* TASK INSTRUCTIONS
Which lines run from the one containing "the green grass" through the end of the material? Reproduce them exactly.

*** Block opens ***

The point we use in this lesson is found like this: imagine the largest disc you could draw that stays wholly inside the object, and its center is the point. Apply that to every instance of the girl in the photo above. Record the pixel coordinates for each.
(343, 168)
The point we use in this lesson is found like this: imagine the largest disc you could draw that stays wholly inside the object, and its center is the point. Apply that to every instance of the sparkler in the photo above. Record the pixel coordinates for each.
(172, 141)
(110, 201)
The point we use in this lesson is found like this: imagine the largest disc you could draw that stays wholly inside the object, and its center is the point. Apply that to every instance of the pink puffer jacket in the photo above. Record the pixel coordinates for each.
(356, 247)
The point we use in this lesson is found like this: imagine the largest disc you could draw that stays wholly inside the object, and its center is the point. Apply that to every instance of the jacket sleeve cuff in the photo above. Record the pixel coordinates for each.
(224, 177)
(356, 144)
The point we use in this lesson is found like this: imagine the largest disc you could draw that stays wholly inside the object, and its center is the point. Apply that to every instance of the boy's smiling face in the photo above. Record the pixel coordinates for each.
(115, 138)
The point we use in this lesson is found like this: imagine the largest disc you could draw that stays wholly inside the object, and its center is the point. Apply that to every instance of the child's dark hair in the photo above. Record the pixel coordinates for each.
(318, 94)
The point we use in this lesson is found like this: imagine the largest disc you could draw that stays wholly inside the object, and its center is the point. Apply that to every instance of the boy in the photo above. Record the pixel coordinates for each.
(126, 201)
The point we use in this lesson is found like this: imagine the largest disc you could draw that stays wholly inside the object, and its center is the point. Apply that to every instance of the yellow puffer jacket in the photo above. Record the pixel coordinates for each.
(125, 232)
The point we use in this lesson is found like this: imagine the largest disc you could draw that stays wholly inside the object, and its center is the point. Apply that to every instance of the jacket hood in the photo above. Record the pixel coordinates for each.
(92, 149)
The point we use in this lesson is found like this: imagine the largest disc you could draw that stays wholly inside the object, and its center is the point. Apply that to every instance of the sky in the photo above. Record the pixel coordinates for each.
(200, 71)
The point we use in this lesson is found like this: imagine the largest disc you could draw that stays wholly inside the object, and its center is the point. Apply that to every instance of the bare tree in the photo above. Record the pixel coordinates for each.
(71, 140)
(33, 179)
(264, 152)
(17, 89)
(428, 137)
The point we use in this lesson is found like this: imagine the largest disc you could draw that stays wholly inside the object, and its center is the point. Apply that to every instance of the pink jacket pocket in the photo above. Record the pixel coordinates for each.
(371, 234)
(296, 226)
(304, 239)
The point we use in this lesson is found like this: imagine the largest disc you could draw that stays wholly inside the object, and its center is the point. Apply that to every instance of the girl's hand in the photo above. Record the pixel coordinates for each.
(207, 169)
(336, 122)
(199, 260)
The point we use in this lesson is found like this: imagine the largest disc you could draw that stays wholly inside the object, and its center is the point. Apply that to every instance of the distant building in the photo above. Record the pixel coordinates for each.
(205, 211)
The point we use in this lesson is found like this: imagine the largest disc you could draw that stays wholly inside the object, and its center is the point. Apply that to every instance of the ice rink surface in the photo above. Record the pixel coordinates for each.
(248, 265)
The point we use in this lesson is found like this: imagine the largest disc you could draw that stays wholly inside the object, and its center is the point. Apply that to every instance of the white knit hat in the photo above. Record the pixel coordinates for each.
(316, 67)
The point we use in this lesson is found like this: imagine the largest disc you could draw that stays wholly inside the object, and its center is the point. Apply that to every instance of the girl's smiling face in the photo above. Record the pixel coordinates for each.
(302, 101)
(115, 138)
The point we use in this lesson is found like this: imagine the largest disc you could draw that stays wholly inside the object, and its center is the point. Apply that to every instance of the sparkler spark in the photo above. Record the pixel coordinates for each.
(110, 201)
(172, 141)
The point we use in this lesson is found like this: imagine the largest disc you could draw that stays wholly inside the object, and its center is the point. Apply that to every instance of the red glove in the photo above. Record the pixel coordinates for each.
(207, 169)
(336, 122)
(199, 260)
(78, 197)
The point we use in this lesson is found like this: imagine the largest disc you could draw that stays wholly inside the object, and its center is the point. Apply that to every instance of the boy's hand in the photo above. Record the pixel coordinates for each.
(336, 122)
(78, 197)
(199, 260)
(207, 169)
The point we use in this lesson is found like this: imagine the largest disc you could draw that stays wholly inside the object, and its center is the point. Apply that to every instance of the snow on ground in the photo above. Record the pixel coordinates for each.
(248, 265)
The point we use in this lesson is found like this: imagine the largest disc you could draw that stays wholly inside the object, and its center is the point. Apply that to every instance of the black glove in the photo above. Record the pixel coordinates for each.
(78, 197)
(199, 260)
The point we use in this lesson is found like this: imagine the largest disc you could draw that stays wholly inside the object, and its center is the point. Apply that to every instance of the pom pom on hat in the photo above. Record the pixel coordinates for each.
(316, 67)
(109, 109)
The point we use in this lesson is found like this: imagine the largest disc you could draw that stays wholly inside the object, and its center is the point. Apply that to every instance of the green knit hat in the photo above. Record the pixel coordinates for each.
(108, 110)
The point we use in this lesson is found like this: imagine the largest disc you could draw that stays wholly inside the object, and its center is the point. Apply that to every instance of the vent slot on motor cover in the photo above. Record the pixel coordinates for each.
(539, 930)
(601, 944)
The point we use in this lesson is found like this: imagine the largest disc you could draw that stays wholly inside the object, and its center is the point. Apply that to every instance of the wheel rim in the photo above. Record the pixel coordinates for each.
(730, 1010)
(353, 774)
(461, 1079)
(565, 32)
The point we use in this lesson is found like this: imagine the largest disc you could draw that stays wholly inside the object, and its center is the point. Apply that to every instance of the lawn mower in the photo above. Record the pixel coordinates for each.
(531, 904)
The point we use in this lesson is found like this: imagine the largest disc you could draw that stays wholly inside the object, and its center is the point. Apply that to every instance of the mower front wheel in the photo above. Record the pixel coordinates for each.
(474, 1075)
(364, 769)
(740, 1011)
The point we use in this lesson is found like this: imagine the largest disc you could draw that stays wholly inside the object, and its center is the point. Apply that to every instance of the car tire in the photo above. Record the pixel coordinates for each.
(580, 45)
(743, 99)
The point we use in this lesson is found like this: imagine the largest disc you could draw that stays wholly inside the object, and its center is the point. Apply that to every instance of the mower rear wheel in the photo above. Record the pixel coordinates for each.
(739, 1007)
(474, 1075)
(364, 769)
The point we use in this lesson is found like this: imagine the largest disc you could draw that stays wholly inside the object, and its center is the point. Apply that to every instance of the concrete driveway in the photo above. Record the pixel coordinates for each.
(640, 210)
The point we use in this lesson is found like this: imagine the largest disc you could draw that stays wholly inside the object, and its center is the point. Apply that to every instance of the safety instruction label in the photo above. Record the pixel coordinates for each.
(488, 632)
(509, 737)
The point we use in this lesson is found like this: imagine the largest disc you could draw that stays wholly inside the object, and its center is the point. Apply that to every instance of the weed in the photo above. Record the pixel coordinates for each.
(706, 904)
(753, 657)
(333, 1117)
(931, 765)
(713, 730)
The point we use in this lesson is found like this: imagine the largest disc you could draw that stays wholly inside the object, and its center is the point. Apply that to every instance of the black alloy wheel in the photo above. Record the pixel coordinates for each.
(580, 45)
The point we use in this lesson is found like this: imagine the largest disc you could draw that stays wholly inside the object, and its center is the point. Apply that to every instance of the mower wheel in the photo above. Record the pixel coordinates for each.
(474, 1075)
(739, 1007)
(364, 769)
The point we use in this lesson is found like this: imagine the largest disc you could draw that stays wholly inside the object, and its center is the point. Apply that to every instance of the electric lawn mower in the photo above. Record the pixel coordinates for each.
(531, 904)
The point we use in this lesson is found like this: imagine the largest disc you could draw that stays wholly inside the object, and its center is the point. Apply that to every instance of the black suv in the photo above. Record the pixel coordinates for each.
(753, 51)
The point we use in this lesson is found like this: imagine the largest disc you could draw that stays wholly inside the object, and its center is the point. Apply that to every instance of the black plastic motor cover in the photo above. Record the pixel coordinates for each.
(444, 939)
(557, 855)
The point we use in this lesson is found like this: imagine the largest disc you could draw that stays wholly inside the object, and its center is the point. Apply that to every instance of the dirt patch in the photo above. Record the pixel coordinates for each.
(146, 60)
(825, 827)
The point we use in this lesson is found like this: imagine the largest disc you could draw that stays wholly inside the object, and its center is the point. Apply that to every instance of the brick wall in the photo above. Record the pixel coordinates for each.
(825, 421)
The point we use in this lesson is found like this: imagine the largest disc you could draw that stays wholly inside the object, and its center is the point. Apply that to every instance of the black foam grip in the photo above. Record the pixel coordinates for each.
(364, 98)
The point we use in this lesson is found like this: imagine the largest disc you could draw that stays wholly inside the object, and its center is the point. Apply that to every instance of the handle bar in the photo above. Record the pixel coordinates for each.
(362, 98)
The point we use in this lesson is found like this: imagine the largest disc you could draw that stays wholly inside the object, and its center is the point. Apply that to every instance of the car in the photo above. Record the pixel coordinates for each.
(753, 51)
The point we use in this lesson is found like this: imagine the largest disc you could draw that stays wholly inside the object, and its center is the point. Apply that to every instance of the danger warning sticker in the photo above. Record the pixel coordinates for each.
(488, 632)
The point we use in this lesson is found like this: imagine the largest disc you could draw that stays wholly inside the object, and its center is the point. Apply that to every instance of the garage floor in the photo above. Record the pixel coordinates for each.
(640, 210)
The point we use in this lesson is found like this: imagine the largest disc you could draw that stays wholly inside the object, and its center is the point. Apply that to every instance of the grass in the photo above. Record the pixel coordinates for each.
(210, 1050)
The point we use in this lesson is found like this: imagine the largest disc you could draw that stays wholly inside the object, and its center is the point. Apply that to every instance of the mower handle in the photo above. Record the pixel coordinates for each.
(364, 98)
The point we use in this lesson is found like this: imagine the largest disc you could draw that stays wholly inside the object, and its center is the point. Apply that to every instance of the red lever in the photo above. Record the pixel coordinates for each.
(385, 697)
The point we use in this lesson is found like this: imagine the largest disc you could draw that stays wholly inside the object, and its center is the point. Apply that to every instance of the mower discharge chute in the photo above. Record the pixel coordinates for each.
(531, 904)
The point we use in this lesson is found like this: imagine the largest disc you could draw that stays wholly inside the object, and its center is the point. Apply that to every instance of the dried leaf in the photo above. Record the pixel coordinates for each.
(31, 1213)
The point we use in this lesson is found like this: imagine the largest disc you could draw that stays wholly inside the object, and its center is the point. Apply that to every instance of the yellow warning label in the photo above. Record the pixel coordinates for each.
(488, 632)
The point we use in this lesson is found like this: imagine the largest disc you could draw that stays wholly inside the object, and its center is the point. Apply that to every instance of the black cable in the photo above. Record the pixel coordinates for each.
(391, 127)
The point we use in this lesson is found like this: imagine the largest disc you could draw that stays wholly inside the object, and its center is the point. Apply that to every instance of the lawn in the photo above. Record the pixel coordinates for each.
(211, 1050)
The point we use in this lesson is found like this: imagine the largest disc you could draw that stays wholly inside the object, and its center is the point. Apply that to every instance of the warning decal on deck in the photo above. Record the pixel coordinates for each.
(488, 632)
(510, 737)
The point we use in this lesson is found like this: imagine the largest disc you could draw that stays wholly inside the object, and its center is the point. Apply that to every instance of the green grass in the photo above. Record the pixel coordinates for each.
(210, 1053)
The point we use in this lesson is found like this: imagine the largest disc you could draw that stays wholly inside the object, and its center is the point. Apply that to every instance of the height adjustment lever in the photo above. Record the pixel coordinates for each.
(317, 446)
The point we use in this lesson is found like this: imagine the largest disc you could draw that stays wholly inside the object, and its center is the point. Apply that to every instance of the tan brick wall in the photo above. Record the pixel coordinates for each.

*** Block closes ***

* TASK SOLUTION
The point we use in this lesson is found like this: imagine the largest disc you could draw that stays wholly inside the object, and its center is the point. Apply that to every instance of the green grass in the photo above. Record the pixel coordinates for each.
(210, 1053)
The point we use in this lesson is found like this: imagine the largest disc you could draw that stays wholly inside the object, and its center is the point. Apply that to every instance of the height adjustment lever in the photo above. Record the pixel coordinates for each.
(317, 446)
The point we use in this lesson is found like this: imagine the largest disc you could draw that stays wholly inside the object, and its center is the point. Apply that to every instance of the tan brick wall in the photo above. Record the pixel coordinates for each.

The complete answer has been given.